* [What is asked]: Reproduce verbatim the final portion of the material below, from the line containing "Every instance gets a single point. Point out the concrete step" through its last line, and nothing else.

Object pointing dataset rows:

================

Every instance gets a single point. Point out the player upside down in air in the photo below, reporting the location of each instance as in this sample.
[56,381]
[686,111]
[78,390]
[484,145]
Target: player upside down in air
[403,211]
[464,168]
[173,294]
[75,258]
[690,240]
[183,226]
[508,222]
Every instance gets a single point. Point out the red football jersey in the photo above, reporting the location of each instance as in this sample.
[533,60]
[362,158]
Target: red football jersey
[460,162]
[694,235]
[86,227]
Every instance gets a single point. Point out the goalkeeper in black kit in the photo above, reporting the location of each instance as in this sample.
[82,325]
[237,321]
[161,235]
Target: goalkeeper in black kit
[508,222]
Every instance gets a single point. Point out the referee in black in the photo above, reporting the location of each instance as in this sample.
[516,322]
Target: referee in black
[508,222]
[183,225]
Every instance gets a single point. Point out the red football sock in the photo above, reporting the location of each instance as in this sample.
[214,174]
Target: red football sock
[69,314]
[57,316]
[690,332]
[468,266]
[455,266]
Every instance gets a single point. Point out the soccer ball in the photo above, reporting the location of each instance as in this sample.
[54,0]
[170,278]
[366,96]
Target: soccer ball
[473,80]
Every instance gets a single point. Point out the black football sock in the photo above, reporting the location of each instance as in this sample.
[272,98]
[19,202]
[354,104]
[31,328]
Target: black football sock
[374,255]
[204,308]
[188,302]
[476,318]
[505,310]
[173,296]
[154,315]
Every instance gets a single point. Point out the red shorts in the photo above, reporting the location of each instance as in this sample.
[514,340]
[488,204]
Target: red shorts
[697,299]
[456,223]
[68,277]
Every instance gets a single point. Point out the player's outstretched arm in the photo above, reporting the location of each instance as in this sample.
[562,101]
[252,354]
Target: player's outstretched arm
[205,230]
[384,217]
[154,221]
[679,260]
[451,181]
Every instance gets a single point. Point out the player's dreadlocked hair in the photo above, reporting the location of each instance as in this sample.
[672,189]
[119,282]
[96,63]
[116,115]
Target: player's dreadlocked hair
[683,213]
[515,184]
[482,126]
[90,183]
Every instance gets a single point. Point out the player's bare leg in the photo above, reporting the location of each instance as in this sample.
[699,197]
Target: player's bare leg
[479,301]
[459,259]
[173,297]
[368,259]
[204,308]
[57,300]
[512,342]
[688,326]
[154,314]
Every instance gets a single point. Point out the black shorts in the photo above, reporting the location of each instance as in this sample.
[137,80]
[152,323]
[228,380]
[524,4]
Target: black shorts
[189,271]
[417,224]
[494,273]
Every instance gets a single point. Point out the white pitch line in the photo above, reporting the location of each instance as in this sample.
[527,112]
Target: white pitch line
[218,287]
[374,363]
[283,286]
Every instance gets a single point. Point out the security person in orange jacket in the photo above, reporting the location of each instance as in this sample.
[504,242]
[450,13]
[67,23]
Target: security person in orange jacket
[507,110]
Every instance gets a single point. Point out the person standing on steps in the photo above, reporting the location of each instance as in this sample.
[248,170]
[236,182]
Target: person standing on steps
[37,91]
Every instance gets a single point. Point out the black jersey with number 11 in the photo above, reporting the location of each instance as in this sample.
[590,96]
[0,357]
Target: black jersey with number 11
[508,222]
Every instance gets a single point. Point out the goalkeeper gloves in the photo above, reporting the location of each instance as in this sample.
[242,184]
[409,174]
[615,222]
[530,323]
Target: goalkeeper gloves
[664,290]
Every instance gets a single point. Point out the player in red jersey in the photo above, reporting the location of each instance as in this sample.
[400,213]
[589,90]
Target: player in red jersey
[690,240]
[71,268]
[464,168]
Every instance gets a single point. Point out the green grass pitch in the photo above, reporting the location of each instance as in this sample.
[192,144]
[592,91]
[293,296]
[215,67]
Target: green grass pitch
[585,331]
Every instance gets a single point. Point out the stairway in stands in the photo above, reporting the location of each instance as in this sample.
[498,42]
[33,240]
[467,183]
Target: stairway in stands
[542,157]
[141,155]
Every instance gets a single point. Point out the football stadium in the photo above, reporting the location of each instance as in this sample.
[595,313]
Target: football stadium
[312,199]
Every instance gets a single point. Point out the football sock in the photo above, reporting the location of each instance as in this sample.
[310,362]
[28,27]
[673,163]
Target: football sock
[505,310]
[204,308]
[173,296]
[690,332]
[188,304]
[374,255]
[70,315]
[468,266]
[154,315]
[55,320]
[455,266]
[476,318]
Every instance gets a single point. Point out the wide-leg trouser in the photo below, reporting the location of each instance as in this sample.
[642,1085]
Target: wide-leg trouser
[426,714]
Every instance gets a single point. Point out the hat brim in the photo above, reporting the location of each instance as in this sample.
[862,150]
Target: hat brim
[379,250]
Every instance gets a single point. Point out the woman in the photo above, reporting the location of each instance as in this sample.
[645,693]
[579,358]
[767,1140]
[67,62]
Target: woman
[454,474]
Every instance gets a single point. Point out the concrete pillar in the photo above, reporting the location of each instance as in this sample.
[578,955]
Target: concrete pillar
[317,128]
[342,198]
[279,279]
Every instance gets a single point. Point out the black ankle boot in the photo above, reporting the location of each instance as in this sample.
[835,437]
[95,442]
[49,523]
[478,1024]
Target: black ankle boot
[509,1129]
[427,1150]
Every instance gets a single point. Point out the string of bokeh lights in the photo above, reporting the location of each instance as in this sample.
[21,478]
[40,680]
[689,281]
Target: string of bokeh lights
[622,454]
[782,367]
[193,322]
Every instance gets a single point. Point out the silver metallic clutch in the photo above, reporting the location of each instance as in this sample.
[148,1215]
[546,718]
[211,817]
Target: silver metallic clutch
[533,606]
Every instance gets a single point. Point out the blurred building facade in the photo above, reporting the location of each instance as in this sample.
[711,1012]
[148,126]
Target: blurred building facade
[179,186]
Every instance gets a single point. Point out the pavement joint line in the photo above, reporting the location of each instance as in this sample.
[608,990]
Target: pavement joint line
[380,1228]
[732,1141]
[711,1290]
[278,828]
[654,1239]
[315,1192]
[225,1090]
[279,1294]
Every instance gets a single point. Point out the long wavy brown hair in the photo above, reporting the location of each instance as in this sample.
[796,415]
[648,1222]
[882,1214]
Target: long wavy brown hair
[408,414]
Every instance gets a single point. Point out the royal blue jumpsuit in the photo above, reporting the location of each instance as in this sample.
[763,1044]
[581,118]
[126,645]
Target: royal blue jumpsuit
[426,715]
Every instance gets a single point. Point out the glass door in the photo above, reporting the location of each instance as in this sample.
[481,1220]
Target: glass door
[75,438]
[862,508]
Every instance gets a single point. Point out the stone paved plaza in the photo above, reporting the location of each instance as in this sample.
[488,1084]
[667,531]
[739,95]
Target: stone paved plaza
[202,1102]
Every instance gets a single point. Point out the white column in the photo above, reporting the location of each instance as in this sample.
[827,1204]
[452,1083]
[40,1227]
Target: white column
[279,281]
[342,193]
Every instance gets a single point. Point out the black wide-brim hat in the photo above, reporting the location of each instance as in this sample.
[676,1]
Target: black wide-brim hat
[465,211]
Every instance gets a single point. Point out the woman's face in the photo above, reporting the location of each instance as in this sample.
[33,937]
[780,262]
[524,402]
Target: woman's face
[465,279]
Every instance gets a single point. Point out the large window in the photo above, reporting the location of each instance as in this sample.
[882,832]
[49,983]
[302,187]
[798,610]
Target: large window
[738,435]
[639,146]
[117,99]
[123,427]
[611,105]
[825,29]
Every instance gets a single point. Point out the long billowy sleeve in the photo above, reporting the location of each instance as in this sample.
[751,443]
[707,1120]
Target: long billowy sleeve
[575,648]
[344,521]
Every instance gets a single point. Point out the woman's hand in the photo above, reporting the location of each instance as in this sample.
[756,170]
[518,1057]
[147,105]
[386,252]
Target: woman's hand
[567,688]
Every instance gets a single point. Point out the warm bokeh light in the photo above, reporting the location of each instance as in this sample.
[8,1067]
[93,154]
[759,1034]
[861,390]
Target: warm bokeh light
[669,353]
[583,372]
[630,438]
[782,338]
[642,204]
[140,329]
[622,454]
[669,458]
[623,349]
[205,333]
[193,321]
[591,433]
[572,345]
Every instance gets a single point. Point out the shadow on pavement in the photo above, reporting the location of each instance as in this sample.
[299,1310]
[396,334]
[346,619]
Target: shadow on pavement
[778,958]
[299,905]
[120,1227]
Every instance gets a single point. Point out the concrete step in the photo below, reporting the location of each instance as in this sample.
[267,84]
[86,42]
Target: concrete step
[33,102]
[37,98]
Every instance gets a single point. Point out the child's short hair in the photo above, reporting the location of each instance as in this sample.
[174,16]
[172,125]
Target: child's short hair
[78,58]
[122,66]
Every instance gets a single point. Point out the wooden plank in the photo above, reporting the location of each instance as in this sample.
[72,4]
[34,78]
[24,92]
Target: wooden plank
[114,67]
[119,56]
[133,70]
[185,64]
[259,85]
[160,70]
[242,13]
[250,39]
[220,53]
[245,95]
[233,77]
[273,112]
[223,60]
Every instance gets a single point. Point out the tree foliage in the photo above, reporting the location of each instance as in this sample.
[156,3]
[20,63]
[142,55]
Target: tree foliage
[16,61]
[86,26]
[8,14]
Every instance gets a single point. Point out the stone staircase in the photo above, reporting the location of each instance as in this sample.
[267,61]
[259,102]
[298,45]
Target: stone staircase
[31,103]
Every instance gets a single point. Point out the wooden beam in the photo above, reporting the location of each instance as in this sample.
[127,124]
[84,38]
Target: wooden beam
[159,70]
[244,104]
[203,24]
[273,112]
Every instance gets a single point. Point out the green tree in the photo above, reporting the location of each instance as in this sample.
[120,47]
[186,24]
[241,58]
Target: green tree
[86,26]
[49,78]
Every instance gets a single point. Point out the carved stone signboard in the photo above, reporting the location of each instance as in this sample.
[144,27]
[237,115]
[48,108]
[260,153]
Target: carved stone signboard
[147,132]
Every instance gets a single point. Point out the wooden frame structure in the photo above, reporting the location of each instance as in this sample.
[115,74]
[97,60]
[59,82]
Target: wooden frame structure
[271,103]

================

* [Response for this exercise]:
Every instance gets a single point. Point out the concrete step in the photo below, reporting the location of each instance as in this sample.
[267,84]
[86,42]
Target: concrete step
[33,102]
[37,98]
Every instance gets a single point. Point out the child's short hair in the photo above, reporting the location of each instance as in this sample.
[174,16]
[172,125]
Target: child's short hair
[78,58]
[122,66]
Every instance gets a single point. Point out the wooden plank in the photo above, reporting the location of each instance as in this sample.
[72,4]
[34,78]
[24,92]
Target: wooden plank
[114,67]
[119,56]
[133,70]
[185,64]
[259,85]
[160,70]
[242,13]
[250,39]
[220,53]
[245,95]
[233,77]
[273,112]
[223,60]
Every instance gets a single point. Point out the tree foliage in the photo above, reporting the location of each instance as in this sample.
[156,3]
[20,63]
[142,55]
Target: tree foliage
[16,61]
[86,26]
[8,14]
Every instance gets a single point. Point out the stone staircase in the photo above, reporting the location of each instance as in this sample.
[267,61]
[259,102]
[298,45]
Target: stone staircase
[31,103]
Every instance gets a single point. Point out the wooden beam in the photo above, reporting the location of each instance as in this sample.
[127,124]
[84,38]
Target: wooden beam
[159,70]
[244,104]
[203,24]
[273,112]
Every instance gets a single point. Point out the green tree in the photo above, reporting the location of each instance as in this sample.
[120,47]
[186,24]
[241,58]
Target: green tree
[86,26]
[49,78]
Every instance gets a single point. Point out the carved stone signboard in the photo above, reporting the location of each instance as in this sample.
[144,27]
[237,115]
[48,108]
[260,153]
Target: carved stone signboard
[147,132]
Every instance gets a single point. Point out the wooden frame structure in the photo above, reporting the location of each instance as in this sample.
[115,74]
[97,60]
[59,82]
Target: wooden frame structure
[271,103]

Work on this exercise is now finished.